WRITTEN REQUEST: Reproduce the part of the records that opens with the line containing "Tag one point on each instance of the bird in" and runs through the end of the records, keeping every line. In the expected outputs, multiply each x and y coordinate by 1.8 and round it to a whole number, with halves rounded up.

---- DATA SUPPLIED

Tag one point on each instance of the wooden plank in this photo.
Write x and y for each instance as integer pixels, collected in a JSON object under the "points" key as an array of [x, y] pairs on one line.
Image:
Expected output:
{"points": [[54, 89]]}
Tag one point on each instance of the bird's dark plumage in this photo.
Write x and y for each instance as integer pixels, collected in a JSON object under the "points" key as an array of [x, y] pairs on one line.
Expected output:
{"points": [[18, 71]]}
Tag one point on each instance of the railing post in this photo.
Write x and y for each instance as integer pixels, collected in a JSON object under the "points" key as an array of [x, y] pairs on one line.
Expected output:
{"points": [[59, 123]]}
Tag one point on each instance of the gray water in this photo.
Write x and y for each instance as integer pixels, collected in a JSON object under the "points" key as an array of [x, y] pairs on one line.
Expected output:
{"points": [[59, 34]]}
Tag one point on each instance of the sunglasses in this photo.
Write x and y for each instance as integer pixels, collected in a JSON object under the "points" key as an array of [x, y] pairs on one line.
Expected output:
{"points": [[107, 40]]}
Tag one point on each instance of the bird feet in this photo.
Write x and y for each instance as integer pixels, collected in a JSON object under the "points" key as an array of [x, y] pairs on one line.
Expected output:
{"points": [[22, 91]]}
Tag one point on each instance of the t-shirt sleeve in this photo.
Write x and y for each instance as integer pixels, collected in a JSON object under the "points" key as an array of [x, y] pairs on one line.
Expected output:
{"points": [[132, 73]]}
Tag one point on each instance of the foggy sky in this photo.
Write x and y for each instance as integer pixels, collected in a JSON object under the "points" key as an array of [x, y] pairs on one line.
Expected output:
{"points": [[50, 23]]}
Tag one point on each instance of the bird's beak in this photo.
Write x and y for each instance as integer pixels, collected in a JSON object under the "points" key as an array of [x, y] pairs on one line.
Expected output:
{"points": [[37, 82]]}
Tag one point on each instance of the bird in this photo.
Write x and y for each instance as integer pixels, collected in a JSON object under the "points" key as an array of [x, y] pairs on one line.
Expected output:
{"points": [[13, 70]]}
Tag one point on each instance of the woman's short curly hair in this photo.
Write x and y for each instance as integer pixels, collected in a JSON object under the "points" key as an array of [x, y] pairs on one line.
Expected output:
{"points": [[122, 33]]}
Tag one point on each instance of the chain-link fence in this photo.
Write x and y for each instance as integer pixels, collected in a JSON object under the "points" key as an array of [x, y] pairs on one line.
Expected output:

--------

PROBLEM SOLUTION:
Tag one point on each instance of the bird in this photo.
Write x and y for each instance as integer pixels, collected in a JSON object under the "points" key as an array of [x, y] pairs on one line.
Expected output:
{"points": [[23, 126]]}
Tag one point on each instance of the woman's short curly hair in this photo.
Write x and y for each instance as integer pixels, collected in a JSON object under the "points" key as an array of [x, y] pairs on one line.
Expected output:
{"points": [[220, 59]]}
Tag one point on each instance of the chain-link fence in this photo.
Write x and y for each instance as integer pixels, collected in a JSON object under the "points" key as an array of [x, y] pairs on one line.
Expected output:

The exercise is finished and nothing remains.